___ Task material

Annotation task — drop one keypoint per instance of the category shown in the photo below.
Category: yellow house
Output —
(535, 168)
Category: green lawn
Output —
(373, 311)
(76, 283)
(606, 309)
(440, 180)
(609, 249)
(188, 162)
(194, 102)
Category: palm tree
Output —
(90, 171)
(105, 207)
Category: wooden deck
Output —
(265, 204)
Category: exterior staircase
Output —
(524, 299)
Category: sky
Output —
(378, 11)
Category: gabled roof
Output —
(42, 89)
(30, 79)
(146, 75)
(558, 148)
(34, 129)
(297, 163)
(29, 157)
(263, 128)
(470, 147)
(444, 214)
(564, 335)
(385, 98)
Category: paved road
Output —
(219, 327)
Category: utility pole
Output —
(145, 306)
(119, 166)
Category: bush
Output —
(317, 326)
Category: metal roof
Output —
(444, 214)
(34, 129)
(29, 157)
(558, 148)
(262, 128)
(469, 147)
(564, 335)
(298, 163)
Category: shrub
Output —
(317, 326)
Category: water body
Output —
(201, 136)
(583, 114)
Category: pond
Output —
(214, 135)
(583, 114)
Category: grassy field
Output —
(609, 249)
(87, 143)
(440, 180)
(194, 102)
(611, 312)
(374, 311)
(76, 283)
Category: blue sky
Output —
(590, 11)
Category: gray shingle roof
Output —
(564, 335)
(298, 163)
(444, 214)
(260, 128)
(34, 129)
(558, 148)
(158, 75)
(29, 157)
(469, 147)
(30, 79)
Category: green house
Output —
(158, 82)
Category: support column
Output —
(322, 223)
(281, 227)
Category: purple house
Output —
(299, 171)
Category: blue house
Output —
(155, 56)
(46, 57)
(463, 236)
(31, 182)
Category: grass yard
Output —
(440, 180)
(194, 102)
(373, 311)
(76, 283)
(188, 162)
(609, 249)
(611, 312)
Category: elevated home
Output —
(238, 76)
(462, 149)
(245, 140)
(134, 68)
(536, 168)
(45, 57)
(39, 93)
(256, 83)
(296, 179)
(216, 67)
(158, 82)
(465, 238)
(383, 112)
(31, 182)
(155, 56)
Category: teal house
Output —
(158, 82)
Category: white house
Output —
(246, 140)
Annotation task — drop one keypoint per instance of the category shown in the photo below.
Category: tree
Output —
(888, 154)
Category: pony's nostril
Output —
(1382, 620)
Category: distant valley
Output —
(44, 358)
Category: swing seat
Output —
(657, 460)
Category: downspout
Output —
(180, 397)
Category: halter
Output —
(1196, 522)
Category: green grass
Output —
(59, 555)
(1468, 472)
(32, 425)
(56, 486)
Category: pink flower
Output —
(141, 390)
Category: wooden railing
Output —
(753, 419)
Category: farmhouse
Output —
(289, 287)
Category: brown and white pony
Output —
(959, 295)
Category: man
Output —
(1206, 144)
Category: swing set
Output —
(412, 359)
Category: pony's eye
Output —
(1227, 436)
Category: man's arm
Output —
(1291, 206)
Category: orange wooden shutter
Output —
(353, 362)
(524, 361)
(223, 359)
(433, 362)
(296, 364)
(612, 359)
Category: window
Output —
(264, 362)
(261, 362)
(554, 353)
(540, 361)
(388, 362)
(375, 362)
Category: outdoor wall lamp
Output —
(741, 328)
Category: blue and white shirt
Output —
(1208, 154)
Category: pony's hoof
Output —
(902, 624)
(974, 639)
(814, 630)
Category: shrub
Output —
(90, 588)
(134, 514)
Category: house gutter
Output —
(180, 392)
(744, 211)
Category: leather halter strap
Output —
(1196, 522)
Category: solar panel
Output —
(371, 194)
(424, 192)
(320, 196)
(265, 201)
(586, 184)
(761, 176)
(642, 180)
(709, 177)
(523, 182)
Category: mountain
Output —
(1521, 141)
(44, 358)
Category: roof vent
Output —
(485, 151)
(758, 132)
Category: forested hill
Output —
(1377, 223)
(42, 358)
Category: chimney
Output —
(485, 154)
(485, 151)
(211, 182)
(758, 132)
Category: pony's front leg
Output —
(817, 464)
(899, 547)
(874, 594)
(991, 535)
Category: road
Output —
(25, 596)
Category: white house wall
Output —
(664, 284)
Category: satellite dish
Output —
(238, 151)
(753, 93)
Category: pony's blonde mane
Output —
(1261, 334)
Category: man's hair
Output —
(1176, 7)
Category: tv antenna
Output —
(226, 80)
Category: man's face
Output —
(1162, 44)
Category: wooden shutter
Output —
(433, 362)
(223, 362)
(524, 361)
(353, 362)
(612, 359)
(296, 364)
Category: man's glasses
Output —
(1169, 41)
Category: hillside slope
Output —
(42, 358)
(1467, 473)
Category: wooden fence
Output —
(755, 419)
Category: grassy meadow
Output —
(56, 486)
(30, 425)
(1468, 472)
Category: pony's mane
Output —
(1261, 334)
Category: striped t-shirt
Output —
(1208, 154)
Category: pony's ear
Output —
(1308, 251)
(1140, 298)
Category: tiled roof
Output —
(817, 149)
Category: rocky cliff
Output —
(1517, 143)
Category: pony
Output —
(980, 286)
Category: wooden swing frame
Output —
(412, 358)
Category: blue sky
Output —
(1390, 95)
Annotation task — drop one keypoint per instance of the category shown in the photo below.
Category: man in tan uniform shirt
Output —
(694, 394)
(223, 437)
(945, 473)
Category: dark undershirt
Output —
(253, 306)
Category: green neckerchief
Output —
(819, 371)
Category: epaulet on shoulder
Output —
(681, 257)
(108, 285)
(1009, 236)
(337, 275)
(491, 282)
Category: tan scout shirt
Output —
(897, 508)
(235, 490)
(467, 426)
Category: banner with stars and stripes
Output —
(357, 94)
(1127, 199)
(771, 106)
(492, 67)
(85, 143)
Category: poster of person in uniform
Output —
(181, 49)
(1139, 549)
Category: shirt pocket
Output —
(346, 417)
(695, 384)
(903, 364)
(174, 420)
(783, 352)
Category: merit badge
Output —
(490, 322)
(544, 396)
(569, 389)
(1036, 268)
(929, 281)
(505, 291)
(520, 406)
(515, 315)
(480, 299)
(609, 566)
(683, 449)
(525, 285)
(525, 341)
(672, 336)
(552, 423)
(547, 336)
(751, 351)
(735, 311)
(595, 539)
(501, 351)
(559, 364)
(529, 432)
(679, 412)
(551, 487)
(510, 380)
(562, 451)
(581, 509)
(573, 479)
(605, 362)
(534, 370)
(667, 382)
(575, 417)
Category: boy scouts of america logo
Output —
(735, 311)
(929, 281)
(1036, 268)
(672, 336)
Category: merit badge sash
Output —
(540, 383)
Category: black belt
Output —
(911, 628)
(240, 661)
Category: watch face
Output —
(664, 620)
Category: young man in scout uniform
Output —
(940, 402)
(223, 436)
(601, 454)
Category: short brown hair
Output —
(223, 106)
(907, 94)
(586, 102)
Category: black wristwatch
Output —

______

What is wanted is the full set of entries above, reproduced exactly.

Task response:
Annotation task — drop one keypoint per instance of the category shown in the photo below.
Category: yellow house
Output —
(535, 168)
Category: green lawn
Output —
(373, 311)
(76, 283)
(606, 309)
(440, 180)
(609, 249)
(188, 162)
(194, 102)
Category: palm tree
Output —
(90, 171)
(105, 207)
Category: wooden deck
Output —
(265, 204)
Category: exterior staircase
Output —
(524, 299)
Category: sky
Output —
(378, 11)
Category: gabled roof
Output —
(42, 89)
(30, 79)
(146, 75)
(558, 148)
(34, 129)
(297, 163)
(29, 157)
(263, 128)
(470, 147)
(444, 214)
(564, 335)
(385, 98)
Category: paved road
Output —
(219, 327)
Category: utility pole
Output —
(145, 306)
(119, 166)
Category: bush
Output —
(317, 326)
Category: metal roof
Output —
(444, 214)
(34, 129)
(29, 157)
(558, 148)
(262, 128)
(469, 147)
(564, 335)
(298, 163)
Category: shrub
Output —
(317, 326)
Category: water body
Output —
(201, 136)
(583, 114)
Category: pond
Output —
(214, 135)
(583, 114)
Category: grassy field
Output —
(609, 249)
(87, 143)
(440, 180)
(194, 102)
(611, 312)
(374, 311)
(76, 283)
Category: blue sky
Output —
(590, 11)
Category: gray shingle roof
Output —
(564, 335)
(298, 163)
(444, 214)
(260, 128)
(34, 129)
(558, 148)
(158, 75)
(29, 157)
(469, 147)
(30, 79)
Category: green house
Output —
(158, 82)
Category: support column
Output —
(322, 223)
(281, 227)
Category: purple house
Output —
(299, 171)
Category: blue house
Output —
(155, 56)
(46, 57)
(463, 236)
(31, 182)
Category: grass yard
Output —
(440, 180)
(194, 102)
(373, 311)
(76, 283)
(188, 162)
(609, 249)
(611, 312)
Category: elevated home
Output —
(238, 76)
(462, 149)
(245, 140)
(134, 68)
(536, 168)
(45, 57)
(39, 93)
(256, 83)
(296, 179)
(216, 67)
(158, 82)
(465, 238)
(383, 112)
(31, 182)
(155, 56)
Category: teal house
Output —
(158, 82)
Category: white house
Output —
(246, 140)
Annotation task — drop one keypoint per instance of the category shown in the photo below.
Category: tree
Output —
(888, 154)
Category: pony's nostril
Output —
(1382, 620)
Category: distant valley
Output —
(44, 358)
Category: swing seat
Output —
(657, 460)
Category: downspout
Output —
(180, 397)
Category: halter
Output —
(1196, 522)
Category: green grass
Output —
(59, 555)
(1468, 472)
(32, 425)
(56, 486)
Category: pink flower
Output —
(141, 390)
Category: wooden railing
Output —
(753, 419)
Category: farmhouse
Output —
(289, 287)
Category: brown and white pony
Output —
(959, 295)
Category: man
Output —
(1206, 144)
Category: swing set
Output —
(412, 359)
Category: pony's eye
Output —
(1227, 436)
Category: man's arm
Output —
(1291, 206)
Category: orange wooden shutter
Output —
(353, 362)
(524, 361)
(223, 359)
(433, 362)
(296, 364)
(612, 359)
Category: window
Output —
(264, 362)
(261, 362)
(554, 353)
(540, 361)
(388, 362)
(375, 362)
Category: outdoor wall lamp
Output —
(741, 328)
Category: blue and white shirt
Output —
(1208, 154)
Category: pony's hoof
Output —
(902, 624)
(974, 639)
(814, 630)
Category: shrub
Output —
(90, 588)
(134, 514)
Category: house gutter
Output —
(180, 392)
(744, 211)
Category: leather halter strap
Output —
(1196, 522)
Category: solar panel
Output —
(371, 194)
(424, 192)
(320, 196)
(265, 201)
(586, 184)
(761, 176)
(642, 180)
(709, 177)
(523, 182)
Category: mountain
Output —
(1521, 141)
(44, 358)
Category: roof vent
Output —
(485, 151)
(758, 132)
Category: forested hill
Output —
(1377, 223)
(42, 358)
Category: chimney
Output —
(485, 154)
(485, 151)
(211, 182)
(758, 132)
Category: pony's front leg
Output —
(817, 464)
(899, 547)
(874, 594)
(991, 535)
Category: road
Output —
(25, 596)
Category: white house wall
Output —
(664, 284)
Category: satellite dish
Output —
(238, 151)
(753, 93)
Category: pony's blonde mane
Output —
(1261, 334)
Category: man's hair
Output —
(1176, 7)
Category: tv antenna
Output —
(226, 80)
Category: man's face
Output —
(1162, 44)
Category: wooden shutter
Output —
(433, 362)
(223, 362)
(524, 361)
(353, 362)
(612, 359)
(296, 364)
Category: man's glasses
Output —
(1169, 41)
Category: hillside slope
Output —
(42, 358)
(1467, 473)
Category: wooden fence
Output —
(755, 419)
Category: grassy meadow
Output —
(56, 486)
(30, 425)
(1468, 472)
Category: pony's mane
Output —
(1261, 334)
Category: striped t-shirt
Output —
(1208, 154)
Category: pony's ear
Output —
(1308, 251)
(1140, 298)
Category: tiled roof
Output —
(817, 149)
Category: rocky cliff
Output —
(1517, 143)
Category: pony
Output —
(980, 286)
Category: wooden swing frame
Output —
(412, 358)
Category: blue sky
Output —
(1390, 95)
Annotation task — drop one keypoint per instance of the category shown in the photo below.
Category: man in tan uniform shirt
Output —
(694, 394)
(223, 437)
(945, 473)
Category: dark undershirt
Output —
(253, 306)
Category: green neckerchief
Output —
(819, 371)
Category: epaulet on shoulder
Output —
(681, 257)
(108, 285)
(1009, 236)
(337, 275)
(491, 282)
Category: tan scout shirt
Output —
(897, 508)
(235, 490)
(467, 426)
Category: banner with stars and stripes
Output —
(357, 94)
(1127, 199)
(771, 106)
(492, 67)
(85, 143)
Category: poster of person in uniform
Output —
(181, 49)
(1139, 549)
Category: shirt pocket
Output —
(346, 417)
(695, 384)
(903, 364)
(174, 420)
(783, 352)
Category: merit badge
Output —
(490, 322)
(544, 396)
(569, 389)
(1036, 268)
(929, 281)
(505, 291)
(520, 406)
(515, 315)
(480, 299)
(609, 566)
(683, 449)
(525, 285)
(525, 341)
(672, 336)
(552, 423)
(547, 336)
(751, 351)
(735, 311)
(595, 539)
(501, 351)
(559, 364)
(529, 432)
(679, 412)
(551, 487)
(510, 380)
(562, 451)
(581, 509)
(573, 479)
(605, 362)
(534, 370)
(667, 382)
(575, 417)
Category: boy scouts of america logo
Output —
(735, 311)
(929, 281)
(1036, 268)
(672, 336)
Category: merit badge sash
Output —
(540, 383)
Category: black belt
Output —
(911, 628)
(240, 661)
Category: watch face
Output —
(664, 620)
Category: young man in scout uniform
Output —
(940, 402)
(223, 436)
(601, 454)
Category: short brown hair
Output —
(223, 106)
(907, 94)
(586, 102)
Category: black wristwatch
Output —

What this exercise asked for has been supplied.